Maladies invisibles : comment vivre avec le poids du regard des autres ?
Dans cet article, j'ai eu le plaisir de témoigner autour du regard porté par les autres, lorsque l'on vit avec des troubles psychiques et de l'importance de la sensibilisation.
5/8/20247 min read
Maladies invisibles : comment vivre avec le poids du regard des autres ?
Pour elles, c’est la double peine. Les personnes souffrant d’une maladie qui affecte leur comportement doivent aussi faire face au regard négatif de la société. Comment surmonter cette stigmatisation ? Enquête.
Par Sophie Le Pivain
Publié le 13/01/2025 à 14h24, mis à jour le 13/01/2025 à 14h24 • Lecture 6 min.
Il a fallu dix ans pour que Carole, jeune consultante au parcours apparemment sans accroc, ose parler de ses troubles obsessionnels compulsifs (Toc) devant quelqu’un d’autre que son compagnon ou sa famille (voir témoignage).
Dix ans ponctués de longues périodes d’isolement, quand masquer son angoisse convulsive d’être contaminée et ses obsessions hygiénistes lui demandait trop d’énergie, ne serait-ce que pour aller boire un verre avec des amis. « J’avais peur de ne pas être comprise et d’être moquée », se souvient-elle. Une peur fondée sur un climat ambiant peu propice, estime-t-elle : « Le handicap est présenté dans la société comme un sujet lourd, souvent triste. »
Affronter au quotidien la gêne, les railleries ou l'éloignement
Gêne, railleries, éloignement : autant de réactions que les personnes atteintes d’un trouble psychique ou du comportement doivent affronter au quotidien. Ainsi, Alexandre, qui souffre de schizophrénie, a vu ses relations amicales être affectées par des périodes où il se rappelle avoir été « haut perché » ou « être devenu condescendant » sous l’influence d’un sentiment de toute-puissance. « J’ai très mal vécu le fait de voir s’éloigner des amis proches, alors que je leur ai présenté mes excuses et exprimé mon désir de renouer », regrette le jeune homme âgé de 33 ans.

+-------+

*TRAVAIL DEMANDÉ*: Donnez la suite de l'article sur les maladies invisibles et le regard des autres, en reprenant après sa dernière phrase.

+-------+

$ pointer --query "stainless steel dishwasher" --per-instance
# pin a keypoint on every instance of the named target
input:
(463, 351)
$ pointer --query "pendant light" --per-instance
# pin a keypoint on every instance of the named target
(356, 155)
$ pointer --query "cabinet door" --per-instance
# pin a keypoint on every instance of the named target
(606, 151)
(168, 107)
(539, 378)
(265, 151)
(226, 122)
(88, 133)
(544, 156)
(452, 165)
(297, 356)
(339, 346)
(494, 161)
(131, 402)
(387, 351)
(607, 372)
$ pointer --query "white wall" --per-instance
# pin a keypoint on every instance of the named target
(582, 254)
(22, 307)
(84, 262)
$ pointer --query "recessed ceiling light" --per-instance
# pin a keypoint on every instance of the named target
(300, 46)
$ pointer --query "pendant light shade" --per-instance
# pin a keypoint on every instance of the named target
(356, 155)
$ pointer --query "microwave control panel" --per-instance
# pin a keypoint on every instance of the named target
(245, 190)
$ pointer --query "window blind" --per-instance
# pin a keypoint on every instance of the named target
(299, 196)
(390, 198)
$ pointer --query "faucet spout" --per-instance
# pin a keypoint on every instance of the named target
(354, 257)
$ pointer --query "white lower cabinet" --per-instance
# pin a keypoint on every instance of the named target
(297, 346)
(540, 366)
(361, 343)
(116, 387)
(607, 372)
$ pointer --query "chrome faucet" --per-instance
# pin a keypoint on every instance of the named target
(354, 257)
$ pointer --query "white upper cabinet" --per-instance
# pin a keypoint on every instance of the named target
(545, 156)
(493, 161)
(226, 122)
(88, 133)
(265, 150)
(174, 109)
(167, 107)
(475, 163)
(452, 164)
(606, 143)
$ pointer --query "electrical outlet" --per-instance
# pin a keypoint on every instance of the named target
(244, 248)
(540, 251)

+-------+

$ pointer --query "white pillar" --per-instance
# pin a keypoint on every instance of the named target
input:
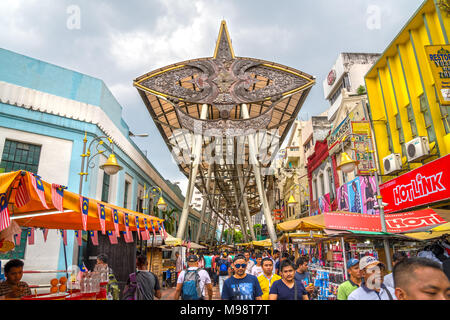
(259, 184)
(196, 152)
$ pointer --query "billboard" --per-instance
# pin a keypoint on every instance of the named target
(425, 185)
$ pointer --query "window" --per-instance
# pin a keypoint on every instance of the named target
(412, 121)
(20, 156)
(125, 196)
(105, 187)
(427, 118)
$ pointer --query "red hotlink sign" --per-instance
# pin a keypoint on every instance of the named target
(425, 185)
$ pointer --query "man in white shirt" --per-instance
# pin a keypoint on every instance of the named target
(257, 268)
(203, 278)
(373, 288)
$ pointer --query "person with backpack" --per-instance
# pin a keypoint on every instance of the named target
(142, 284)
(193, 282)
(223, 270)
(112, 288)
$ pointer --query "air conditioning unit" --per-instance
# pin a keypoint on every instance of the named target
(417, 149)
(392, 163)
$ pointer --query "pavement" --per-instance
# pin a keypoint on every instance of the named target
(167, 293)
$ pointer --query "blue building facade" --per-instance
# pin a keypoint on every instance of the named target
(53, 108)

+-------+

*VOTRE RÉPONSE*:
Au cours de ses expériences professionnelles, s’il a rencontré des personnes bienveillantes à son égard, il a aussi vécu beaucoup de situations inconfortables, liées à l’ignorance : « Souvent, les gens confondent la schizophrénie avec un TDI (Trouble dissociatif de l’identité), quand quelqu’un s’identifie à deux, voire plusieurs personnalités. Ou bien ils s’imaginent qu’on peut devenir violent, alors qu’en général on a plus de mal avec nous-mêmes qu’avec les autres. »
Ces troubles invisibles font parfois peser une défiance sur les personnes concernées. Atteinte d’un trouble bipolaire pour lequel elle a été plusieurs fois hospitalisée, Pauline le confirme : « Je sens bien qu’on a plus de mal à m’accorder sa confiance, du fait de ma maladie. » Récemment, un couple de son entourage a sollicité cette mère de famille à la foi vive pour devenir la marraine de leur enfant : « Ça m’a fait un plaisir immense. Jusqu’à présent, personne n’avait voulu me confier cette responsabilité ! »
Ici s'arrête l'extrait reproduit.